● **WORK ITEM**:
Transcribe verbatim the span of lines that opens with the line containing "of the stadium" and closes with the last line of the data below.

● **INFORMATION PROVIDED**:
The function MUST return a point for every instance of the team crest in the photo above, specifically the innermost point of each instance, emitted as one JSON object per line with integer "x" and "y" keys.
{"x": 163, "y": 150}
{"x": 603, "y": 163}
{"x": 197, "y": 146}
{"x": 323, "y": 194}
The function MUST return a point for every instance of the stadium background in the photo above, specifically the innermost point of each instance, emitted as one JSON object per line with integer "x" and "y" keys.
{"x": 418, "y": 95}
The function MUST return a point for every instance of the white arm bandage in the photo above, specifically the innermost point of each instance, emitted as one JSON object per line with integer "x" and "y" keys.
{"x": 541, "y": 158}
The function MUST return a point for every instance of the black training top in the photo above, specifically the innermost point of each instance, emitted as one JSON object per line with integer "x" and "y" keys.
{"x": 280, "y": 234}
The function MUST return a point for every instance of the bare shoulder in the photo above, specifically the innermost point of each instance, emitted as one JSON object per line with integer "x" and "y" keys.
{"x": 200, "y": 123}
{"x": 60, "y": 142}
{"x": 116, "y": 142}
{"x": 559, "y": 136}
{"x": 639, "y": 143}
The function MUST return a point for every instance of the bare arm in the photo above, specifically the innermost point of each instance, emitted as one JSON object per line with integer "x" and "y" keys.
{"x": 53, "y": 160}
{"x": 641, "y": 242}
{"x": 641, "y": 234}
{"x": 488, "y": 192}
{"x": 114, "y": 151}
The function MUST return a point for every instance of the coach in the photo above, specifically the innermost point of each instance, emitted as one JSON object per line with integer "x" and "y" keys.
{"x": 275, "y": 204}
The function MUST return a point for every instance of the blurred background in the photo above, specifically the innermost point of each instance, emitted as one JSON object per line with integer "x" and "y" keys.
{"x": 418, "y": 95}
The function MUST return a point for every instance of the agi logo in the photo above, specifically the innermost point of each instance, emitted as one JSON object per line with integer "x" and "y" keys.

● **SOLUTION TO THE EXERCISE**:
The function MUST return a point for every instance of the stadium background in the photo above, specifically the innermost point of each instance, emitted as one JSON object per line with integer "x" and "y" keys.
{"x": 418, "y": 95}
The function MUST return a point for every instance of the white arm bandage in the photo above, specifically the innermost point of each instance, emitted as one JSON object per line with integer "x" and "y" keys.
{"x": 541, "y": 158}
The function MUST return a point for every instance of the black training top in the photo above, specifically the innermost point of each instance, emitted as one JSON object per line with integer "x" and "y" keys.
{"x": 280, "y": 234}
The function MUST return a point for every instance of the bare shoulder in the photo above, specifically the innermost point of each instance, emitted as one JSON object per line with integer "x" and "y" keys.
{"x": 200, "y": 123}
{"x": 60, "y": 142}
{"x": 116, "y": 142}
{"x": 559, "y": 136}
{"x": 639, "y": 143}
The function MUST return a point for every instance of the bare arm in the photo above, specifically the innermost point of each instance, emitted as one JSON object per line with integer "x" and "y" keys.
{"x": 53, "y": 160}
{"x": 641, "y": 242}
{"x": 641, "y": 234}
{"x": 488, "y": 192}
{"x": 114, "y": 151}
The function MUST return a point for every instance of the coach in the photo above, specifically the innermost point of each instance, emitted as one JSON object per line with integer "x" and "y" keys.
{"x": 275, "y": 204}
The function MUST return a point for every instance of the blurred background in the photo above, specifically the innermost point of each instance, emitted as one JSON object per line with integer "x" and "y" keys.
{"x": 418, "y": 95}
The function MUST return a point for every instance of the agi logo in the photo above, specifically the innermost point of each instance, emitted as one JSON object per line with integer "x" and "y" keys.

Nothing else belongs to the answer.